----- DATASET RECORDS

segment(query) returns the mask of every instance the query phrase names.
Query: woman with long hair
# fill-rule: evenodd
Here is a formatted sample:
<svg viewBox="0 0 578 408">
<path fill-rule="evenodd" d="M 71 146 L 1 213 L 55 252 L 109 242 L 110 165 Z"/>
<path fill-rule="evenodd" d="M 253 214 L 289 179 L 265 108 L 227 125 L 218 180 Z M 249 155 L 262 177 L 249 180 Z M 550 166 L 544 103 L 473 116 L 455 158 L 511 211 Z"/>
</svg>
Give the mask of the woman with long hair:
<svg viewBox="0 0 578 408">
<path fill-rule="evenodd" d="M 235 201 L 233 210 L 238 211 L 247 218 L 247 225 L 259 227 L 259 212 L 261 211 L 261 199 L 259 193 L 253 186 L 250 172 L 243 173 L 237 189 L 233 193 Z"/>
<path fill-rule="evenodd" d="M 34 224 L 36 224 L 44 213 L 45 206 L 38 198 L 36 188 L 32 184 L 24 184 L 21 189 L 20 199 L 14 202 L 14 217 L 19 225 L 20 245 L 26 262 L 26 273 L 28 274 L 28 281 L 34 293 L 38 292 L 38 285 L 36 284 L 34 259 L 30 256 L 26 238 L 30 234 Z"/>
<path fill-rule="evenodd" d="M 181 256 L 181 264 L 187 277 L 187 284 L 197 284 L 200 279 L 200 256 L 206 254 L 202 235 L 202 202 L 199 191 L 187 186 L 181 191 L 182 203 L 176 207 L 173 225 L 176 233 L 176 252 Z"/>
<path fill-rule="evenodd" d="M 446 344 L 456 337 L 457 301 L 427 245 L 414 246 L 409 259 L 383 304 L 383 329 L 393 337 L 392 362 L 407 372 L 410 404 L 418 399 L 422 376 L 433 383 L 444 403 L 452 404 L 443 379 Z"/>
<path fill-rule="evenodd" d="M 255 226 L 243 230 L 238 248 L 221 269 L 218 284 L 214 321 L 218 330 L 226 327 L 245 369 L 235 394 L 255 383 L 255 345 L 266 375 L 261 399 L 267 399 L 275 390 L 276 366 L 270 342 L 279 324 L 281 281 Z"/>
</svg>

----------

### DESCRIPTION OF THE TASK
Copy every line of the entries above, reproducing each one character for character.

### TASK ANSWER
segment(query) returns the mask of every instance the query phrase names.
Query: woman with long hair
# fill-rule: evenodd
Here is a formatted sample:
<svg viewBox="0 0 578 408">
<path fill-rule="evenodd" d="M 71 146 L 1 213 L 55 252 L 109 242 L 110 165 Z"/>
<path fill-rule="evenodd" d="M 253 214 L 289 179 L 265 108 L 227 125 L 218 180 Z M 249 155 L 262 177 L 249 180 Z M 550 166 L 544 103 L 473 116 L 455 158 L 511 211 Z"/>
</svg>
Give the mask of the woman with long hair:
<svg viewBox="0 0 578 408">
<path fill-rule="evenodd" d="M 235 201 L 233 210 L 238 211 L 247 218 L 247 225 L 259 227 L 259 212 L 261 211 L 261 199 L 259 193 L 253 186 L 250 172 L 243 173 L 237 189 L 233 193 Z"/>
<path fill-rule="evenodd" d="M 34 224 L 36 224 L 44 213 L 45 206 L 38 198 L 36 188 L 32 184 L 24 184 L 21 189 L 20 199 L 14 202 L 14 217 L 19 225 L 20 245 L 26 262 L 26 273 L 28 274 L 28 281 L 34 293 L 38 292 L 38 285 L 36 284 L 34 259 L 30 256 L 26 238 L 30 234 Z"/>
<path fill-rule="evenodd" d="M 181 256 L 181 264 L 187 277 L 187 284 L 197 284 L 200 279 L 200 256 L 206 254 L 202 235 L 202 202 L 199 191 L 187 186 L 181 191 L 182 203 L 176 207 L 173 225 L 176 233 L 176 252 Z"/>
<path fill-rule="evenodd" d="M 446 344 L 456 337 L 457 301 L 427 245 L 414 246 L 409 259 L 383 304 L 383 329 L 393 337 L 392 362 L 407 372 L 410 404 L 418 399 L 422 376 L 433 383 L 444 403 L 452 404 L 443 379 Z"/>
<path fill-rule="evenodd" d="M 255 226 L 243 230 L 238 248 L 221 269 L 218 284 L 214 321 L 218 330 L 226 327 L 245 369 L 235 394 L 255 383 L 255 345 L 266 375 L 261 399 L 267 399 L 275 390 L 276 366 L 270 342 L 279 324 L 281 281 Z"/>
</svg>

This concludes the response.